12 May Dangers of Sharing A Prescribed Medication That Isn’t Yours
When you hear that someone is suffering from a health problem, especially pain, it’s so easy to reach into your medicine cabinet and pull out whatever prescription you have on hand that you think will help them feel better. The reality is that unless you’re passing out over-the-counter medications, you should squash your urge and simply suggest that they see a doctor. The reality is that not only is sharing prescription medications potentially dangerous, but it’s also illegal.
Many people don’t realize that when they share prescription medications, even when it’s between family members, they’re breaking both state and federal laws.
There’s a good reason why both state and federal laws prevent the sharing of prescription drugs. The most obvious reason is that the Opioid Crisis proved how important it is to regulate the amount of opioids a person has and how many they need. Now that everyone realizes how easily some become addicted to opioids and the damaging effect the prescription drugs have on their mental, physical, financial, and social health.
The second reason you should never consider sharing prescription drugs is that it’s impossible to know how another person will react. Just because you don’t experience any side effects of the prescription drug, it doesn’t mean your friend won’t. An allergic reaction could send them to the hospital or even be terminal. By providing your loved one with your prescription drugs, no matter how well-intentioned the act was, you potentially put yourself in a position to be named the defendant in a civil case.
In California, prescription drug fraud is covered by California Health and Safety Code 11368. If you’re convicted of prescription drug fraud you’ll:
Obtain a criminal record that will stick with you for the rest of your life
Be sentenced to spend 6 months to one year in a county jail or state prison
In addition to getting into legal trouble for sharing prescription drugs with your loved ones, you can also be charged with prescription drug fraud in California is:
- You alter/forge a prescription
- Presents an altered prescription to a pharmacist
- Are you in possession of any prescription drugs that weren’t obtained through legal channels
When it comes to your prescription drugs, it pays to be a little selfish and keep them all to yourself.

⁂

> [TASK ITEM]:
Can you reproduce the passage on sharing prescription medications word for word, starting at the words "Many people don’t" and ending after "and federal laws."? Use nothing but the passage on sharing prescription medications.

Saved data entries
⁂

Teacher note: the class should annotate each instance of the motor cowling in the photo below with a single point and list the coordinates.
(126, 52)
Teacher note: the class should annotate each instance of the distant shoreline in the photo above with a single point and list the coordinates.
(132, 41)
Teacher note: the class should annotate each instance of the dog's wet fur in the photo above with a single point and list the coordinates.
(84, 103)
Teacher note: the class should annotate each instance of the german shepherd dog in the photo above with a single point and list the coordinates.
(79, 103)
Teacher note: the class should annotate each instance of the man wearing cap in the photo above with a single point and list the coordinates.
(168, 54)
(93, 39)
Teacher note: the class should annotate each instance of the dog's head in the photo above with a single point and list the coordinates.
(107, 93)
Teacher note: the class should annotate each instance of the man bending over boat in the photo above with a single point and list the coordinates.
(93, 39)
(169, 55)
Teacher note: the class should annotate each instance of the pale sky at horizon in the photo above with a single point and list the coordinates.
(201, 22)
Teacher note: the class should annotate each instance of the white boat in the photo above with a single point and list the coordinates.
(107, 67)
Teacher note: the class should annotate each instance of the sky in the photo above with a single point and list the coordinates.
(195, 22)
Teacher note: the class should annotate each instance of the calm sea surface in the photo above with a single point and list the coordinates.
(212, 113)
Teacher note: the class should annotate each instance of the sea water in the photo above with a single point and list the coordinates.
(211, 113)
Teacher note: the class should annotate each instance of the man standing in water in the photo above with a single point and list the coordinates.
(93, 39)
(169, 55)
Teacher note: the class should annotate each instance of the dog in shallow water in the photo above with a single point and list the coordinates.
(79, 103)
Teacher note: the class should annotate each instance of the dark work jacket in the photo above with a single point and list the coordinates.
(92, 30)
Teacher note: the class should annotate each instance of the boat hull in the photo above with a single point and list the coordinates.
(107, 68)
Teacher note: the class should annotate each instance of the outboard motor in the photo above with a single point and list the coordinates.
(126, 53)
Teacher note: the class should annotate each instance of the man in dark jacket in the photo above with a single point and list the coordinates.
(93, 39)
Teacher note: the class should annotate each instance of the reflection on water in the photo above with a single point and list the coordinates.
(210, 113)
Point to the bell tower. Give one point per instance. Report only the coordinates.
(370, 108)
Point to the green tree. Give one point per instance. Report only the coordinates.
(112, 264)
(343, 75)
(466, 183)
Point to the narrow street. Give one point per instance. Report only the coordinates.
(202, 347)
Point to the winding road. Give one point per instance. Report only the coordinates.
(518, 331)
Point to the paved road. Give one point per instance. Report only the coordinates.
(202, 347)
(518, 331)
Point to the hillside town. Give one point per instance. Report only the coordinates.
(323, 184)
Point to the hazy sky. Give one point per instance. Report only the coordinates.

⁂

> [RESULT BELOW]:
Many people don’t realize that when they share prescription medications, even when it’s between family members, they’re breaking both state and federal laws.